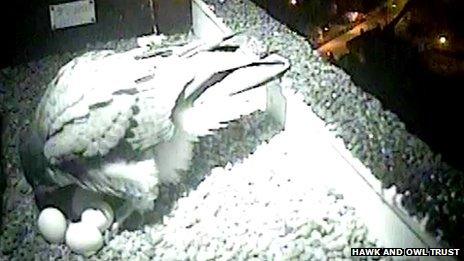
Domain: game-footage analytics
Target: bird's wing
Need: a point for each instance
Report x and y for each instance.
(87, 107)
(100, 112)
(233, 96)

____________

» **Work to be completed**
Would you restate word for word every line from the one holding "Need: a point for each instance" to the end of the entries, both ends included?

» **Response below**
Need: a point for each instance
Report x and y for each instance.
(87, 107)
(100, 112)
(233, 96)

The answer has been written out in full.